* **TEXT EXCERPT**:

The Harm of Gerrymandering Is Not Abstract

People of faith sometimes treat gerrymandering as a procedural concern — a wonky policy debate best left to lawyers and political scientists. But the harms are pastoral. They are communal. They are deeply human.

The new map spreads Memphis’s Democratic voters into rural, Republican-leaning districts that stretch hundreds of miles east — effectively ensuring that the concentrated voice of a majority-Black city is drowned out by surrounding geography. Protesters outside the Capitol held banners calling it “Jim Crow 2.0,” and that language is not hyperbole. When communities cannot elect representatives who reflect their lives, their needs go unmet. When maps are drawn to silence certain voices, people internalize that silence. They stop believing their participation matters. Voter disengagement is not laziness — it is often a rational response to a system designed to make your vote not count. 

The Supreme Court’s ruling in Louisiana v. Callais struck down a key protection under the Voting Rights Act that had helped guarantee majority-minority districts. Tennessee moved within days. The speed was not accidental — it was opportunistic. Across the South, the pattern is the same: rules change when the rules start producing the wrong winners.

* **WHAT TO WORK ON**: Please say what protesters outside the Capitol called the new map, according to the gerrymandering excerpt. You won't need the entries that come next.

* **DATA PROVIDED**:
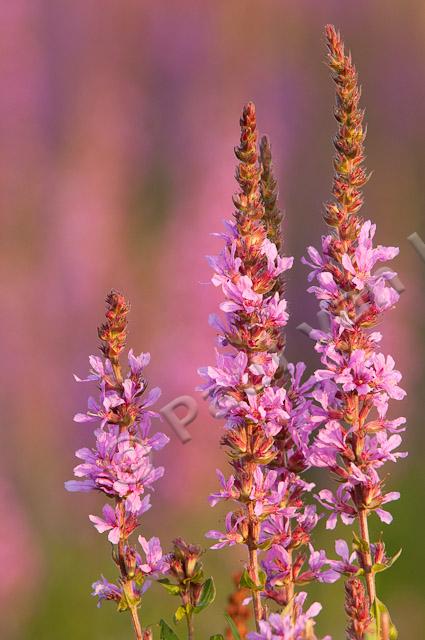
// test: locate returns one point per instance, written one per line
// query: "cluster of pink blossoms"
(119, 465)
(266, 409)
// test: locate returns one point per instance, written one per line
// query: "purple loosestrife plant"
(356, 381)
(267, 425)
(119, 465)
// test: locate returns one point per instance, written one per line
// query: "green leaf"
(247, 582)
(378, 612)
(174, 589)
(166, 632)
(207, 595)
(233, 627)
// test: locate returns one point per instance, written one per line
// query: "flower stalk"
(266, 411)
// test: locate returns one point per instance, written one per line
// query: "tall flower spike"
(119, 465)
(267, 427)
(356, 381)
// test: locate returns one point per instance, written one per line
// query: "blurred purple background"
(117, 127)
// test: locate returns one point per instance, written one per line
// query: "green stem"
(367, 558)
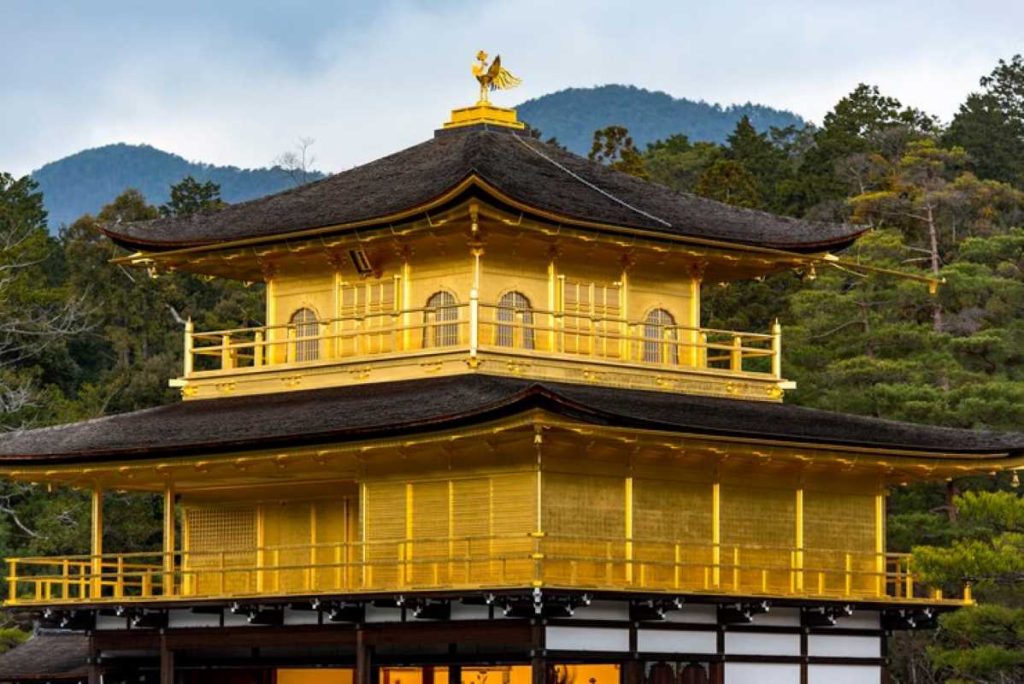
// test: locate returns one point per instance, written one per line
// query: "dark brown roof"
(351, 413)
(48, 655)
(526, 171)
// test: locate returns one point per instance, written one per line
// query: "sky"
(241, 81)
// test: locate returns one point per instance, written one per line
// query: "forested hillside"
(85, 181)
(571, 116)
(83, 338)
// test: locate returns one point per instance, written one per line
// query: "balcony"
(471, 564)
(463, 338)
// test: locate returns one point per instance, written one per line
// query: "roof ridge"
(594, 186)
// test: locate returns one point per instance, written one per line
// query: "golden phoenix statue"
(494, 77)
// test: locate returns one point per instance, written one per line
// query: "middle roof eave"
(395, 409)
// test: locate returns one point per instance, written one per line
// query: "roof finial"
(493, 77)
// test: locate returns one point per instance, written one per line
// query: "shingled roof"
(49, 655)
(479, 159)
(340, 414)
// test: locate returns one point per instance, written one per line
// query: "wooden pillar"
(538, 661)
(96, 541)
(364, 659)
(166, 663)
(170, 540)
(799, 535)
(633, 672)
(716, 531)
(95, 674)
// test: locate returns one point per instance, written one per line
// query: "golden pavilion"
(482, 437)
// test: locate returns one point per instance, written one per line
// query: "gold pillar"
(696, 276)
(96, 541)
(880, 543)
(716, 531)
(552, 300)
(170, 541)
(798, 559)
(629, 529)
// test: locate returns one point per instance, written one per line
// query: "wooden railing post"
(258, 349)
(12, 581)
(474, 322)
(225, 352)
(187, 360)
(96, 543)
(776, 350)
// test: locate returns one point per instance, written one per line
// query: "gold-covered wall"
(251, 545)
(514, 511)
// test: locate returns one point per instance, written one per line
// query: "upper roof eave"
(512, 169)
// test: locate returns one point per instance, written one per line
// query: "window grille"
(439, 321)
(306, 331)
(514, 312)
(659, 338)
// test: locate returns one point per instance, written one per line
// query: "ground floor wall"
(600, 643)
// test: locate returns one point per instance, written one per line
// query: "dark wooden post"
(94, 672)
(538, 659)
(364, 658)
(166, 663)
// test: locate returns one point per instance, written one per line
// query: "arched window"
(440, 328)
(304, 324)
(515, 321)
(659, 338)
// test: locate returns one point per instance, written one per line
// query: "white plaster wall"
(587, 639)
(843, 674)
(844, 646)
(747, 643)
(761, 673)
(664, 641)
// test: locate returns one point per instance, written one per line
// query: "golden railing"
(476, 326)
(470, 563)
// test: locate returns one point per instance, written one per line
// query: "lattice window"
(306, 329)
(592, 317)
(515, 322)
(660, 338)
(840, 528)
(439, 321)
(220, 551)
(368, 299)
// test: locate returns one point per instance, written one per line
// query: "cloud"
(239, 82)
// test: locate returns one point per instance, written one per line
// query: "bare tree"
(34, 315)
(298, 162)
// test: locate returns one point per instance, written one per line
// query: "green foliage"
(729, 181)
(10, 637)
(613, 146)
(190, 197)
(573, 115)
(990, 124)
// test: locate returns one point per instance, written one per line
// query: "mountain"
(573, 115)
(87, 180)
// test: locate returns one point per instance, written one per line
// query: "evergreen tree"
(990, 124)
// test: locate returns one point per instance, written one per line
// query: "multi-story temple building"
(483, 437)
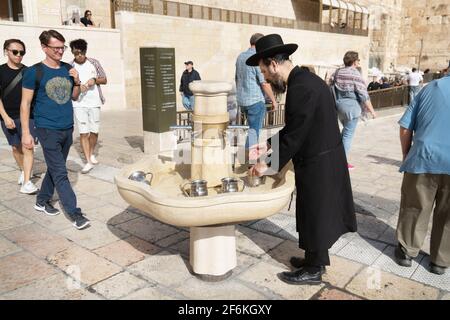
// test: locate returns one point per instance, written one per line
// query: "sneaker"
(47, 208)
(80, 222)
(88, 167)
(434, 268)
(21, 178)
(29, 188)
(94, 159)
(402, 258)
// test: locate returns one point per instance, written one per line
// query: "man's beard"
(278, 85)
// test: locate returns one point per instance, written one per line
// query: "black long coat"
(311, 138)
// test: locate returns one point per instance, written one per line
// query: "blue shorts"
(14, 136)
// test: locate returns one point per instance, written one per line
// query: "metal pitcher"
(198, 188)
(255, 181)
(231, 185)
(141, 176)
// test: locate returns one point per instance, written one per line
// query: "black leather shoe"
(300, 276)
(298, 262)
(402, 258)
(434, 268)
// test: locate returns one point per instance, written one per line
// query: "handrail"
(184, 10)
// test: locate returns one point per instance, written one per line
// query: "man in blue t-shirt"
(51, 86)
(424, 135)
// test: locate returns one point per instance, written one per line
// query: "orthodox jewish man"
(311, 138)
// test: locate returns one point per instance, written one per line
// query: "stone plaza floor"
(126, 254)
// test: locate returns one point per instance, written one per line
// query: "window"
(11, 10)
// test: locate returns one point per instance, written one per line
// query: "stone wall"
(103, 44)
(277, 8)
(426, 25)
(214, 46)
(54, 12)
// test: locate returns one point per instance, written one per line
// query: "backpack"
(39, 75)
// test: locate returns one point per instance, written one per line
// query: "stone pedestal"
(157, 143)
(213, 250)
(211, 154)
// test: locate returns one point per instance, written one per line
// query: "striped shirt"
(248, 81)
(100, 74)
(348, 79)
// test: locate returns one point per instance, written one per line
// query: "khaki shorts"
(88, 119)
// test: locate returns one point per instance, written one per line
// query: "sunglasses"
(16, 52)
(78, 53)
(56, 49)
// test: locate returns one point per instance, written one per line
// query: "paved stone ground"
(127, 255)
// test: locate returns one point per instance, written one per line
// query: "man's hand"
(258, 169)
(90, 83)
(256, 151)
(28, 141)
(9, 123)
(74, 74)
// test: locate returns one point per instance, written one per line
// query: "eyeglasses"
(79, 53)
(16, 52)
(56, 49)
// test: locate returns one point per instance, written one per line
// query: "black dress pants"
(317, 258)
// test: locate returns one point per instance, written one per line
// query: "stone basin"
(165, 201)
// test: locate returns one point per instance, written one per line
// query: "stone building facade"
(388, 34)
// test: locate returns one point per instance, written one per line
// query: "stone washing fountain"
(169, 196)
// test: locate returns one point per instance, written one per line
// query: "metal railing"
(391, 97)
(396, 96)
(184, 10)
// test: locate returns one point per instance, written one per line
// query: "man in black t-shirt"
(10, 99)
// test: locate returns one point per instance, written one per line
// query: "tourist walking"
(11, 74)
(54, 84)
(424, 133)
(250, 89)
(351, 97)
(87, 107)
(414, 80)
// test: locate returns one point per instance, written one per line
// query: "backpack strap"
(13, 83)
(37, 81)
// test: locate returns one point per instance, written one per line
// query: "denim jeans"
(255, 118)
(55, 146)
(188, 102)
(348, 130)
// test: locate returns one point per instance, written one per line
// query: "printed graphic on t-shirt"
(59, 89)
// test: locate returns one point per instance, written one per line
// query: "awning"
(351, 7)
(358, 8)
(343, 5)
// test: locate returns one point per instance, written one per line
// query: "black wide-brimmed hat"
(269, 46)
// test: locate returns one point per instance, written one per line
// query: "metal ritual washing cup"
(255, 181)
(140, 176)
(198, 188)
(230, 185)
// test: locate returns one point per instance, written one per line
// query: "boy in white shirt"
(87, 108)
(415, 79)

* **FINISHED EXERCISE**: "Jim Crow 2.0"